[Start Exercise materials]

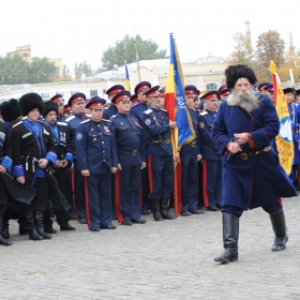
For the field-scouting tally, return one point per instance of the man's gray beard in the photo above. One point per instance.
(246, 99)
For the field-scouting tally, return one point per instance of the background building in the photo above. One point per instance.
(207, 73)
(25, 52)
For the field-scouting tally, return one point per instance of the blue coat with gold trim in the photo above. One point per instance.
(95, 147)
(259, 180)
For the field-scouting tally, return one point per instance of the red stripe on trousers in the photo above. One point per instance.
(204, 183)
(73, 194)
(86, 192)
(117, 197)
(150, 173)
(178, 171)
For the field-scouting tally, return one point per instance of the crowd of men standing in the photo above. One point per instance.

[End Exercise materials]

#### Directions:
Extract the entries verbatim, starting with the line that contains "the red stripe" and continuing through the final line of the entries.

#### Task result:
For the field-scouting tally, return one point per instance of the red stripe on trousers in the photo above. One point per instance.
(204, 183)
(73, 194)
(86, 192)
(117, 197)
(150, 173)
(178, 171)
For the field-scouting tally, return one point per instance of the crowd of men standing in the photo above. One point per instance.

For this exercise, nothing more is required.